# Document section
* * * *

Due to Dataframe columns being flat arrays and geolocation data coming in a hierarchical format you
might need to provide more mappings to serve your particular use-case. In order to do that follow
Development section to setup your environment and then:

1. Add column name to the [geo_column.rs](./src/geo_column.rs)
2. Add column mapping to the [geolocate.rs](./src/geolocate.rs)

## Development

### Setting up environment

- `git clone --recurse-submodules git@github.com:andrusha/pandas-maxminddb.git`
- `PYTHON_CONFIGURE_OPTS="--enable-shared" asdf install`
- `PYTHON_CONFIGURE_OPTS="--enable-shared" python -m venv .venv`
- `source .venv/bin/activate`
- `pip install nox`
- `nox -s test`
- `PYTHONPATH=.venv/lib/python3.8/site-packages cargo test --no-default-features`

### libmaxminddb

In order to run `nox -s bench` properly you would
need [libmaxminddb](https://github.com/maxmind/libmaxminddb) installed as
per [maxminddb](https://maxminddb.readthedocs.io/en/latest/index.html) instructions prior to
installing Python package, so that C-extension could be benchmarked properly.

On macOS this would require following:

- `brew instal libmaxminddb`
- `PATH="/opt/homebrew/Cellar/libmaxminddb/1.7.1/bin:$PATH" LDFLAGS="-L/opt/homebrew/Cellar/libmaxminddb/1.7.1/lib" CPPFLAGS="-I/opt/homebrew/Cellar/libmaxminddb/1.7.1/include" pip install maxminddb --force-reinstall --verbose --no-cache-dir`

* * * *

# Supplied entries
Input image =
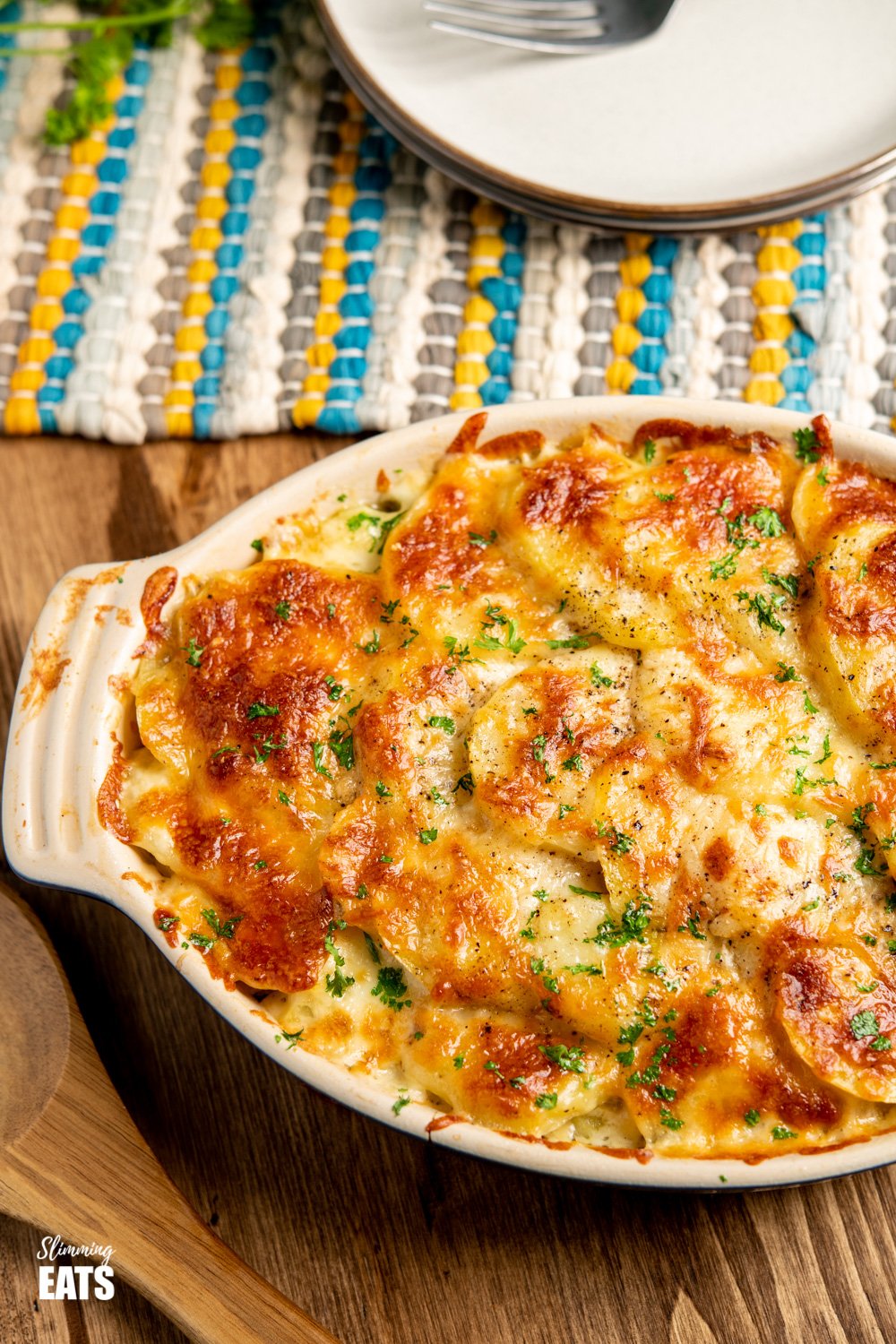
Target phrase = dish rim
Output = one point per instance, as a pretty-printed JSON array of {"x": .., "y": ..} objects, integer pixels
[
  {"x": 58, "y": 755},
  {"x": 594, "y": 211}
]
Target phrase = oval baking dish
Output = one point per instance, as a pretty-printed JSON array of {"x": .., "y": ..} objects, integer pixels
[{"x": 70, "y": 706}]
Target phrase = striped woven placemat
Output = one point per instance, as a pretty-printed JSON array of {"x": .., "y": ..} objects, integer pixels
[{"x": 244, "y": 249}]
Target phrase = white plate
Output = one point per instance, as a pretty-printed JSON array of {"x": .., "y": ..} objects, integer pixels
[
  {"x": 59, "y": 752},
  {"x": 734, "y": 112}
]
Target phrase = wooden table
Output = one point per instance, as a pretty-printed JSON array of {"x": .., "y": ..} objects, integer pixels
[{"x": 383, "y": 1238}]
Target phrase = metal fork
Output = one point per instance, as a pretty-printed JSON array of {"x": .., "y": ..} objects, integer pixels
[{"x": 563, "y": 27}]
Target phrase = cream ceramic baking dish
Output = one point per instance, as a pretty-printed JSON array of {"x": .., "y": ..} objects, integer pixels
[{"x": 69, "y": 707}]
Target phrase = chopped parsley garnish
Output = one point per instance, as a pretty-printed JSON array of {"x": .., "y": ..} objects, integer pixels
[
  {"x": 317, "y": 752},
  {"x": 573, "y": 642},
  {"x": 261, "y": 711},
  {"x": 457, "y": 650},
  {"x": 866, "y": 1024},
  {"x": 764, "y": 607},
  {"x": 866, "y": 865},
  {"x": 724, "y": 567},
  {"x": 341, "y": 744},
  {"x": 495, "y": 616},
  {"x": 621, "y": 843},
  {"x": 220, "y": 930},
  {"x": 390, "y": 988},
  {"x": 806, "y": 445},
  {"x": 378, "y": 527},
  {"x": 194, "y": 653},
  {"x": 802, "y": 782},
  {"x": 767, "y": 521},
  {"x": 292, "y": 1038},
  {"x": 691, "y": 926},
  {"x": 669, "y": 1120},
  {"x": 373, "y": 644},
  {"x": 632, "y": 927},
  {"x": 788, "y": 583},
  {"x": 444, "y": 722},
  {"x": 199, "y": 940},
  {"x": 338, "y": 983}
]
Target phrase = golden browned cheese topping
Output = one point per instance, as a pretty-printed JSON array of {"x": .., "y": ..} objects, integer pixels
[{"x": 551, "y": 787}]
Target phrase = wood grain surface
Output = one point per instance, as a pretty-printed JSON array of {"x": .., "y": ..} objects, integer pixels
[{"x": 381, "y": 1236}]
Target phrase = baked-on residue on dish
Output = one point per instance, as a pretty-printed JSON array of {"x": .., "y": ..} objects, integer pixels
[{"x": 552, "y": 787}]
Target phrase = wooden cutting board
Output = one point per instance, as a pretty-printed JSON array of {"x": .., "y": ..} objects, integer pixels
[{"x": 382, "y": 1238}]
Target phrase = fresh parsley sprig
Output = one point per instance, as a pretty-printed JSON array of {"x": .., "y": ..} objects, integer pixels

* * * *

# Problems and tasks
1. According to the setup instructions, what must be installed before the Python package so that `nox -s bench` runs properly?
2. Rewrite the records from the line with "Target phrase = wood grain surface" through the end of the records, replacing "wooden cutting board" with "bamboo cutting board" and changing nothing else.

# Answers provided
1. libmaxminddb must be installed.

2.
Target phrase = wood grain surface
Output = one point per instance, as a pretty-printed JSON array of {"x": .., "y": ..} objects, integer pixels
[{"x": 381, "y": 1236}]
Target phrase = baked-on residue on dish
Output = one point per instance, as a pretty-printed JSON array of {"x": .., "y": ..} objects, integer pixels
[{"x": 552, "y": 787}]
Target phrase = bamboo cutting board
Output = one point per instance, as a pretty-printed JSON array of {"x": .., "y": ..} objects, integer pixels
[{"x": 382, "y": 1238}]
Target phrase = fresh parsley sprig
Output = one point per instance, as a pretty-printed JSON array of {"x": .., "y": ..} objects, integer pixels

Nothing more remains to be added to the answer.